Task instructions: Exact repetition is required: output every record in full.

Provided information:
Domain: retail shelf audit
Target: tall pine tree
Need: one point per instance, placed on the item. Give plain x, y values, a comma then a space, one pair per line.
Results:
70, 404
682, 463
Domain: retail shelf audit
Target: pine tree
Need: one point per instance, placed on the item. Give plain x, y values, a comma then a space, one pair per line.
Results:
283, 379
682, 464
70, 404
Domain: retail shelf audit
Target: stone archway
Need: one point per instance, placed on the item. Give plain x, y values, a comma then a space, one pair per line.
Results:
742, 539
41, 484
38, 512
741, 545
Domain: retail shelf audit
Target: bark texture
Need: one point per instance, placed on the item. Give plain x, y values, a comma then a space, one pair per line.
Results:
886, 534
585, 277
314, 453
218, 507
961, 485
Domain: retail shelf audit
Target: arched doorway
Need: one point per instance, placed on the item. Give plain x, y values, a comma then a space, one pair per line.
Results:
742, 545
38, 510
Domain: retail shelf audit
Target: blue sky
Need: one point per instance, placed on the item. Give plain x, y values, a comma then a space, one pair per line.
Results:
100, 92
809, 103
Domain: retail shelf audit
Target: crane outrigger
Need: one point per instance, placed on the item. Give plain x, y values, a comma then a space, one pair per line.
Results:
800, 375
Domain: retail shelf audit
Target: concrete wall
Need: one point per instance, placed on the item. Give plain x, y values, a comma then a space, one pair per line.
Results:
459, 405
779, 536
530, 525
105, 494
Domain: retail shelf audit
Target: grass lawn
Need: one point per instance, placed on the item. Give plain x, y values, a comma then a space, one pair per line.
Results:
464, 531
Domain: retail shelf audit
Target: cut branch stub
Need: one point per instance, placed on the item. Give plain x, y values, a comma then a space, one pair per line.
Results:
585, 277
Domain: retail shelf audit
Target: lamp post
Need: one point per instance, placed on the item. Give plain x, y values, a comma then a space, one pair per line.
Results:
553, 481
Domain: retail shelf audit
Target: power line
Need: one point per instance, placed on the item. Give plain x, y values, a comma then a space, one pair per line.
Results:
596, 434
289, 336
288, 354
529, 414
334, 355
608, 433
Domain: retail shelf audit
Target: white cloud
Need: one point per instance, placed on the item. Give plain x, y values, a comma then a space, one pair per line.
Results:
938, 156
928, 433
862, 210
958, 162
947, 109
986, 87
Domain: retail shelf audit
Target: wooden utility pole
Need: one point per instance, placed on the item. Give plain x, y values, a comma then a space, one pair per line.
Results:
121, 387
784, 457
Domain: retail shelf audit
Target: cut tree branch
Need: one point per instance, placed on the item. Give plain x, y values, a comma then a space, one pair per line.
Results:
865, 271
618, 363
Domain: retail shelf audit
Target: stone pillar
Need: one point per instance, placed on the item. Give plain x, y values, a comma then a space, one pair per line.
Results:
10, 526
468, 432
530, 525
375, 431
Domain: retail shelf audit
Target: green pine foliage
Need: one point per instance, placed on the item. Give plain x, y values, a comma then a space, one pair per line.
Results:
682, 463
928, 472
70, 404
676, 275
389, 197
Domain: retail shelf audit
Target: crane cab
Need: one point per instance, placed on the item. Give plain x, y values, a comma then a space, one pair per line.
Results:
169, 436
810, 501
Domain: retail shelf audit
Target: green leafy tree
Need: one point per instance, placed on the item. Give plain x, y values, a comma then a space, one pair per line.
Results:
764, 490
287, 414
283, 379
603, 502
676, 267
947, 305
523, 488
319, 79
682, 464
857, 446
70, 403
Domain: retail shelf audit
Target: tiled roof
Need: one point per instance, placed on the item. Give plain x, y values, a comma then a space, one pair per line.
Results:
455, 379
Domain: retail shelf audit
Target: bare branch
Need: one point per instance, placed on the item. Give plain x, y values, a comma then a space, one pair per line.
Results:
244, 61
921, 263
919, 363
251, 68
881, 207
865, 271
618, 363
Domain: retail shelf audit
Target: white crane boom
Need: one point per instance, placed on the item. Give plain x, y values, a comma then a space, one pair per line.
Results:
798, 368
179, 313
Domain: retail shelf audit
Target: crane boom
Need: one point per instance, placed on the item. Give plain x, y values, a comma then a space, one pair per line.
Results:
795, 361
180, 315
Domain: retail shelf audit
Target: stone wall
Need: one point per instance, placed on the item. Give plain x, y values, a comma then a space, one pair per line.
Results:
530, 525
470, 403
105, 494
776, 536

Output of the exercise:
Domain: retail shelf audit
Target: tall pine tree
Need: one point per instance, placed on the item. Give plain x, y values, a comma then a space, one pair per line.
Results:
70, 404
682, 463
Domain: retail shelf audit
Target: pine tree
Need: one point per instance, placed on the item. Give plain x, y values, a comma then a space, one pair per line.
Results:
283, 379
682, 464
70, 404
Domain: retail shelf audit
Target: stone archway
Need: one point per instance, placed on the item. Give plain x, y values, a comma then a space, one pair per line.
Results:
742, 539
41, 484
38, 512
741, 545
Domain: retail shelf audit
Target: bark texture
Need: one point per instance, placed on the item. Give plain x, y values, a comma then a space, one pair per line.
Results:
886, 534
585, 277
314, 453
218, 507
961, 485
Domain: retail shelf audit
Target: arched doorway
Need: one point per instance, placed on the item. Give plain x, y values, a comma then a space, one pair per line.
Results:
742, 545
38, 510
Domain: retail shelf audit
Target: blue sky
Need: one point per instance, placed on the item. Give plain x, y values, a comma then a space, one pair per line.
Results:
100, 92
809, 103
Domain: retail shelf audit
Target: crane outrigger
Need: one point per instance, placed on the item. Give plain x, y values, a comma then a space, one pair per line.
Results:
800, 375
Domain: retail shelf audit
Target: concrete wall
Need: one point per instance, placed on the item. Give plain x, y values, a comma then a space, one pair per line.
Results:
459, 405
779, 536
530, 525
105, 494
Domain: retail shelf audit
Target: grass lawn
Need: one point per instance, placed on the item. Give plain x, y values, a comma then a space, one pair per line.
Results:
464, 531
Domain: retail shelf audit
Target: cut branch stub
Need: one point per instance, placed on the item. Give plain x, y values, a comma then a space, one pair per line.
Results:
585, 277
Domain: retail shelf audit
Target: lamp post
Need: one point per instance, placed on the item. Give plain x, y values, a comma then a space, one pair per line.
Results:
553, 481
Domain: retail shelf audit
Target: power line
Need: one point per instance, placed on the item. Give plain x, y values, a comma then a space, one pair per line.
Results:
596, 434
289, 336
288, 354
529, 414
334, 355
608, 433
Domain: retail shelf audit
Target: white cloud
Need: one point per instance, placed on the item. Give plain x, y values, a comma then a space, one pair per line.
Results:
938, 156
928, 433
862, 210
958, 162
947, 109
986, 87
Domain: retail shelf audit
Target: wooden utility pole
Need: one point per instance, placed on the item. Give plain x, y values, a comma then a space, one pair per line.
Results:
121, 387
784, 457
Domain: retail shelf audit
Target: cut tree branch
Need: one point per instance, placed on the item. Give plain x, y values, a comma then a space, one pair per line.
Results:
865, 271
618, 363
Domain: retail shelf audit
Target: stone pillar
Need: one point per instance, placed on the item. Give plain x, y values, a comma then a space, one pair per line.
Results:
10, 526
468, 432
530, 525
375, 431
Domain: retail shelf audit
Target: green pine foliage
Need: one point per instance, placed on the item. Give plain x, y values, a comma then a space, one pair per line.
Results:
682, 463
928, 472
70, 404
676, 275
389, 197
Domain: retail shelf audit
Target: crane cab
Need: one point per instance, placed on the item. Give plain x, y values, a comma then a space, one pair per line.
Results:
169, 436
810, 501
Domain: retail shelf audit
Target: green leafy tree
Need: one point per instance, placed on the item. Give plain x, y values, a comma then a space, one pair per line.
Results:
764, 490
287, 414
283, 379
603, 502
676, 267
947, 305
523, 488
319, 79
682, 464
857, 446
70, 403
Domain: retail shelf audit
Target: tiled roof
Need: one point per instance, placed on the item. Give plain x, y values, a comma then a space, one pair per line.
Results:
455, 379
Domain: retail shelf audit
Target: bare branch
Need: one point per instance, placed on the item. Give plain x, y values, a comma then a space, one pair per line.
Results:
244, 61
921, 263
919, 363
251, 68
881, 207
865, 271
618, 363
Domain: retail shelf audit
Target: white crane boom
Need: one point per instance, placed on the item. Give plain x, y values, a comma then a space, one pair per line.
Results:
798, 368
179, 313
Domain: retail shelf audit
Target: crane boom
Need: one point per instance, placed on the item. Give plain x, y values, a comma then a space, one pair per line.
Results:
795, 361
180, 315
Domain: retail shelf audit
Target: stone wall
Need: one point per instance, placed on the item. Give plain x, y values, a comma then a space, one pair per line.
Results:
530, 525
470, 403
105, 494
776, 536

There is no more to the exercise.